Ermeniler, 13 Şubat 1988'de Dağlık Karabağ'ın idari merkezi Hankendinde (Stepanakert) gösteri yaptılar. Göstericiler, Dağlık Karabağ'ın Azerbaycan'dan alınıp Ermenistan'a verilmesini talep ediyorlardı. Bundan sonra istekler zinciri uzanmaya başladı. 18 Şubat 1988'de ilk Azeri göçmenler Baku'ya gelmeğe başladı. Onlar otobüslere doldurulup geri gönderildiler. Ancak, onlar kısa müddet sonra yeniden geri dönmeye başladılar.

Göçmenler, bu defa Baku yerine Sumgayit'ta kendilerine barınak buldular. Burada bazı olaylar oldu. Bunu diğerleri izledi. 180-200 bin Azeri, zorla Ermenistan'dan kovuldu. Tahminen aynı sayıda Ermeni Azerbaycan'dan çıkarıldı. Kısacası, 1988'den beri devam eden olaylar, bir milyondan fazla Azeri'yi göçmen durumuna düşürmüştür.

1988'de başlayan olaylar, aslında sürgün zincirinin son halkasını oluşturmaktadır. Zira, Ermenistan'da yaşayan Azeriler, bir kaç defa Sovyet rejimi döneminde olmak üzere tarihi topraklarından sürgün edilmişlerdir. Ermenistan Komünist Parti başkanı Arutunyan 1945'te Dağlık Karabağ'ın Ermenistana verilmesi konusunda Stalin'e mektup yazmıştır. Stalin de konuyla ilgili olarak Azerbaycan Komunist Parti başkanı Mir Cefer Bağirov'a mektub göndermiştir.

| Kısa görev 1 |
Metinden "Göçmenler, bu defa" ile "Bağirov'a mektub göndermiştir." arasındaki bölümü, bu ifadeler de dahil olmak üzere hiç değiştirmeden yazın.
| Kısa görev 2 |
Metne göre Ermenistan Komünist Parti başkanı Arutunyan, 1945'te Stalin'e hangi konuda mektup yazmıştır?
| Kısa görev 3 |
Metindeki "Göstericiler, Dağlık Karabağ'ın Azerbaycan'dan alınıp Ermenistan'a verilmesini talep ediyorlardı." cümlesini İngilizceye çevirin.
Öğelere bu çalışmada ihtiyaç yoktur.

| Veri alıntıları |
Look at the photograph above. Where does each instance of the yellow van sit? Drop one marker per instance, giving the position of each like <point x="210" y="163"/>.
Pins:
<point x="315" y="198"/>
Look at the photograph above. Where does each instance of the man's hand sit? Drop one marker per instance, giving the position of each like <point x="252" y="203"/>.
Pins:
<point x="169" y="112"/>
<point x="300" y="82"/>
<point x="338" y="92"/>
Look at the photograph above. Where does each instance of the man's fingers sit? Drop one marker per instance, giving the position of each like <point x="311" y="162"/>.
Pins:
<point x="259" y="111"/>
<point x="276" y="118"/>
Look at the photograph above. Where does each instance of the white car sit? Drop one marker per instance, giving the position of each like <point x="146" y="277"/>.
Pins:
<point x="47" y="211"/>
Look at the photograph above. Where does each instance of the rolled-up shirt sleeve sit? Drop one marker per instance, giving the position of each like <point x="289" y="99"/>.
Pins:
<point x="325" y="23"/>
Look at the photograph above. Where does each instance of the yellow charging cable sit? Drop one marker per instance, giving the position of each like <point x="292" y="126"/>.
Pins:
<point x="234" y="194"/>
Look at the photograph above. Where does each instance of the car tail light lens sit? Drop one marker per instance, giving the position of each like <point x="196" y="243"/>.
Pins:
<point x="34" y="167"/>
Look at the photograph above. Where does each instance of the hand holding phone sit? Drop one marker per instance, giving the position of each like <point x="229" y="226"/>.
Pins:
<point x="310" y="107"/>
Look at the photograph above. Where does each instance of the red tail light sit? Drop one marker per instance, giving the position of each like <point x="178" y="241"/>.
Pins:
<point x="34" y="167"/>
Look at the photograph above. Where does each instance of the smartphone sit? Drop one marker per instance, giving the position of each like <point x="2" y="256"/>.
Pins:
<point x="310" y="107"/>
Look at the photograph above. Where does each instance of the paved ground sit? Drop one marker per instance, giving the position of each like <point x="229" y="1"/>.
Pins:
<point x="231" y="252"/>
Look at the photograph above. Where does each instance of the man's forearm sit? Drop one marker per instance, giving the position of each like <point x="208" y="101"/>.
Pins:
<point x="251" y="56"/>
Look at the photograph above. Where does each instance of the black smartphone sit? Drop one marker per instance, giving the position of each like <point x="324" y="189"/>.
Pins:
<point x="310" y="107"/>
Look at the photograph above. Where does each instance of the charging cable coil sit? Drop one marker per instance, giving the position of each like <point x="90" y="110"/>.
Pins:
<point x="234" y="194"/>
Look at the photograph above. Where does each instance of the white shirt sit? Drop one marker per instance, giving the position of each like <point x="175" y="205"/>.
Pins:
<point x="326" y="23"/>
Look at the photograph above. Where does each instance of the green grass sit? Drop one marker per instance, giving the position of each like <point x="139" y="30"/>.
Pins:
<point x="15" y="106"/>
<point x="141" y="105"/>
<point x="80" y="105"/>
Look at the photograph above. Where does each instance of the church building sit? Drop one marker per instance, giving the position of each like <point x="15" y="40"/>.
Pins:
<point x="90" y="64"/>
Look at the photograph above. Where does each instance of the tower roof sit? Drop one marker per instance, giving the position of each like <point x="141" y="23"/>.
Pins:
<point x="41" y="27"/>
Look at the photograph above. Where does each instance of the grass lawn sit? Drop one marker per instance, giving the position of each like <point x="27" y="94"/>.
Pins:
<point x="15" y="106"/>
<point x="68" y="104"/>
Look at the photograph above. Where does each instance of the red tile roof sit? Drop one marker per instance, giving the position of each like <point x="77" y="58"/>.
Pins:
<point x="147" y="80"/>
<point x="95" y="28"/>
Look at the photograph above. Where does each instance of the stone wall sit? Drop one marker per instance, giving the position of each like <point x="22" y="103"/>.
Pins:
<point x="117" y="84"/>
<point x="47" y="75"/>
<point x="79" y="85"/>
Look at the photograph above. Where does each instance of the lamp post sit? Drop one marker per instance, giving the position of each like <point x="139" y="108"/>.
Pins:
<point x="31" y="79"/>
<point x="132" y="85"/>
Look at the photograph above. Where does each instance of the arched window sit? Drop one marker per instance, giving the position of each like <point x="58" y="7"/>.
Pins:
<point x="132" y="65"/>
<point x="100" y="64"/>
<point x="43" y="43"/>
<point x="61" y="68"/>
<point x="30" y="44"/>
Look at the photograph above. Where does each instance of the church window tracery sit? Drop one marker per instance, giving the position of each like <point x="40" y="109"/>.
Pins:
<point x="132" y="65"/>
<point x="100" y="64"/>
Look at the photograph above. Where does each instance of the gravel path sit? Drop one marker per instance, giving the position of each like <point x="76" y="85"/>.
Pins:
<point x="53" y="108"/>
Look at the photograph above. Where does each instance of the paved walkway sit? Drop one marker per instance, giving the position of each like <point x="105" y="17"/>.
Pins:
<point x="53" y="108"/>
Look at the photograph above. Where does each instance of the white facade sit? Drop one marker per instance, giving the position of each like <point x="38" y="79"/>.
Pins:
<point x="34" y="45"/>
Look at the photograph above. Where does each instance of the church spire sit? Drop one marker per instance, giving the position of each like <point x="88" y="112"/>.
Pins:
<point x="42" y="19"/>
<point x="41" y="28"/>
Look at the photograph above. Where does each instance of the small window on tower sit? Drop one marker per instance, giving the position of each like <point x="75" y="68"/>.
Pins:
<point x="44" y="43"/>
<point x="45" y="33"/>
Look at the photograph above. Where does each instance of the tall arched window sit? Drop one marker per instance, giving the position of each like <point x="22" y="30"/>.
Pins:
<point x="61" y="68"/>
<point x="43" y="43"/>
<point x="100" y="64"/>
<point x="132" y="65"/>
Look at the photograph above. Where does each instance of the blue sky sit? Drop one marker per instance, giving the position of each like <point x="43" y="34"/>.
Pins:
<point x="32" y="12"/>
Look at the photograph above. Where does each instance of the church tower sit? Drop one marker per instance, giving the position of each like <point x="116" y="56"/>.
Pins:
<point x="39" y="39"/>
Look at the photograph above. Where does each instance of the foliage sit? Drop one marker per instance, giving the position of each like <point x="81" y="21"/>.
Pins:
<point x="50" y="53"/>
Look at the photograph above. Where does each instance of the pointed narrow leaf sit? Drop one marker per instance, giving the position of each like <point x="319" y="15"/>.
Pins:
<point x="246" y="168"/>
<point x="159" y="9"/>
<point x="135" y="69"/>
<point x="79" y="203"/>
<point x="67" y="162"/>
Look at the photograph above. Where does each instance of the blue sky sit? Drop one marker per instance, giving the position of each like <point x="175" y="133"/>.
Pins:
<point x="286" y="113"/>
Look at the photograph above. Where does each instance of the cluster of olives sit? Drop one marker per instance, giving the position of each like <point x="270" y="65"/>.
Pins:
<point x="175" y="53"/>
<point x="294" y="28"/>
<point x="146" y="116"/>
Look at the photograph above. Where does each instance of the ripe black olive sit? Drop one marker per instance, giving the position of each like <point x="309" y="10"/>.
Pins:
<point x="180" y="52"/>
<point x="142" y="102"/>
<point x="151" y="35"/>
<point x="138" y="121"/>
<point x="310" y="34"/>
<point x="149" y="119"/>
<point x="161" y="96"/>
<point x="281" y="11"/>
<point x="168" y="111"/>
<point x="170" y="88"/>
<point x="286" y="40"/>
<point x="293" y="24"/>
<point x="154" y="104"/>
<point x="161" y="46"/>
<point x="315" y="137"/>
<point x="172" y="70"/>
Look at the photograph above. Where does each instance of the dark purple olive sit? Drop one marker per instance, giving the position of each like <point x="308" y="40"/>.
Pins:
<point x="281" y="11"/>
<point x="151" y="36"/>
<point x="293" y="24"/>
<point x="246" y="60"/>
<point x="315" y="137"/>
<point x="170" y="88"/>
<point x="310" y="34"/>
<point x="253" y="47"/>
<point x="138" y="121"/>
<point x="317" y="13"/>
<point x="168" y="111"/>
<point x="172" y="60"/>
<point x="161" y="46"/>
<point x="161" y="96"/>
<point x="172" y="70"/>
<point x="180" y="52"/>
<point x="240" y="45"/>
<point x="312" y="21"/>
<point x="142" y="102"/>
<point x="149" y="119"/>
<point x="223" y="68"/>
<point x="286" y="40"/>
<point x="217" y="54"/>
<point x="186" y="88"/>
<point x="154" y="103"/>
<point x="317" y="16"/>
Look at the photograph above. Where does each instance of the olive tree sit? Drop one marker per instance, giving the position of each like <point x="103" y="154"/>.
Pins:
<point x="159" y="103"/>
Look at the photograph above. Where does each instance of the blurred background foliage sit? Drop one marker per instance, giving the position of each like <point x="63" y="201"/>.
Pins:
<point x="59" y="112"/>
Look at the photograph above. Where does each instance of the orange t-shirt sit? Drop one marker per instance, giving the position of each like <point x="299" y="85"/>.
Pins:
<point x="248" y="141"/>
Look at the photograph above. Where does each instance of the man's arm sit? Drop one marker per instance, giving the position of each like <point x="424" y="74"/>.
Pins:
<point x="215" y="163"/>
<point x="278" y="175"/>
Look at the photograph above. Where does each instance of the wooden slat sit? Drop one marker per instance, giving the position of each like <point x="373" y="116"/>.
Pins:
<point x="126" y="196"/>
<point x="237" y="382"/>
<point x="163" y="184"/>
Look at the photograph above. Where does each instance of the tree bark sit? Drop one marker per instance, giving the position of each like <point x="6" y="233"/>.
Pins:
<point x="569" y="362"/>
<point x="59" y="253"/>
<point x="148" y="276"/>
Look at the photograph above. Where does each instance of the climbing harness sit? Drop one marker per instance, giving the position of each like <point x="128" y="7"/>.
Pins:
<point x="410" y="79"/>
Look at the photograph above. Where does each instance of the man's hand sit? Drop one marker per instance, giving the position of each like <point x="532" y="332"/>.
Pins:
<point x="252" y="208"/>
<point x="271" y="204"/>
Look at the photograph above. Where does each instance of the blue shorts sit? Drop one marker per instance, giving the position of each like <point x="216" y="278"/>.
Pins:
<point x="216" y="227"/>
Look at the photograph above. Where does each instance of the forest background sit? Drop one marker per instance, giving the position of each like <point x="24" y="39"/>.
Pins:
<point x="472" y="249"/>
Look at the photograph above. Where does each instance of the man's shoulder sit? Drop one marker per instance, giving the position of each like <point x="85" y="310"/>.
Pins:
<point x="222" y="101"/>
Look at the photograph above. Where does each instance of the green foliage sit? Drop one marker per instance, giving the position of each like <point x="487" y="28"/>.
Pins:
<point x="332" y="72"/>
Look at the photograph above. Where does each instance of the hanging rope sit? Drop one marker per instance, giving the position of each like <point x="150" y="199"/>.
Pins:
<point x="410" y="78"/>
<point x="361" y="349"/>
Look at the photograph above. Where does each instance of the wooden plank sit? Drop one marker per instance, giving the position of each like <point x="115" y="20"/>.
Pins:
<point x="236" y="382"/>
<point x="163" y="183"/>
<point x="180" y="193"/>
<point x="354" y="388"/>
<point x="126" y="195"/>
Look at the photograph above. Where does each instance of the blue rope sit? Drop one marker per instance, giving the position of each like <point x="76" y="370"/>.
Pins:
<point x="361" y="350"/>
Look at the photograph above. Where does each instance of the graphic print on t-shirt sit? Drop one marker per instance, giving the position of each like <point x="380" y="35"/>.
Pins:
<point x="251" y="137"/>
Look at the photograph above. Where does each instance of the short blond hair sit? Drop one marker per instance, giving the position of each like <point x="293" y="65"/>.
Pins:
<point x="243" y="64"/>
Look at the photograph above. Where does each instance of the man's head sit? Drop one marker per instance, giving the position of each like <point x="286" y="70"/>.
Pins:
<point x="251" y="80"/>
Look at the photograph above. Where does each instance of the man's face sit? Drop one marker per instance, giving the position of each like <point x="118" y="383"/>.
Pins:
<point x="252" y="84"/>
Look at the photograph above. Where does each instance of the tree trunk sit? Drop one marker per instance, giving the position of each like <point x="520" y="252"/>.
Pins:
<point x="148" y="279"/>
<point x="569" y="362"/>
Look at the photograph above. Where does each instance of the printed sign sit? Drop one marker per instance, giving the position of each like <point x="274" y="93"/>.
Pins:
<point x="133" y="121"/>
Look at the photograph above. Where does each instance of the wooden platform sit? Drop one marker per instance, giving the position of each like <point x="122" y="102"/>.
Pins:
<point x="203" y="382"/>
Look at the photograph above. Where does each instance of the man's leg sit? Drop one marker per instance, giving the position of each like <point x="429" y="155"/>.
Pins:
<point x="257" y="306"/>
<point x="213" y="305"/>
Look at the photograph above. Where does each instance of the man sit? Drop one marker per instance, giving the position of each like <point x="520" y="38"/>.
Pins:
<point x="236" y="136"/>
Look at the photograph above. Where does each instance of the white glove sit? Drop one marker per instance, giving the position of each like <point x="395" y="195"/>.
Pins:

| Yazılı çözüm 1 |
Göçmenler, bu defa Baku yerine Sumgayit'ta kendilerine barınak buldular. Burada bazı olaylar oldu. Bunu diğerleri izledi. 180-200 bin Azeri, zorla Ermenistan'dan kovuldu. Tahminen aynı sayıda Ermeni Azerbaycan'dan çıkarıldı. Kısacası, 1988'den beri devam eden olaylar, bir milyondan fazla Azeri'yi göçmen durumuna düşürmüştür.

1988'de başlayan olaylar, aslında sürgün zincirinin son halkasını oluşturmaktadır. Zira, Ermenistan'da yaşayan Azeriler, bir kaç defa Sovyet rejimi döneminde olmak üzere tarihi topraklarından sürgün edilmişlerdir. Ermenistan Komünist Parti başkanı Arutunyan 1945'te Dağlık Karabağ'ın Ermenistana verilmesi konusunda Stalin'e mektup yazmıştır. Stalin de konuyla ilgili olarak Azerbaycan Komunist Parti başkanı Mir Cefer Bağirov'a mektub göndermiştir.

| Yazılı çözüm 2 |
Dağlık Karabağ'ın Ermenistan'a verilmesi konusunda.

| Yazılı çözüm 3 |
The demonstrators were demanding that Nagorno-Karabakh be taken from Azerbaijan and given to Armenia.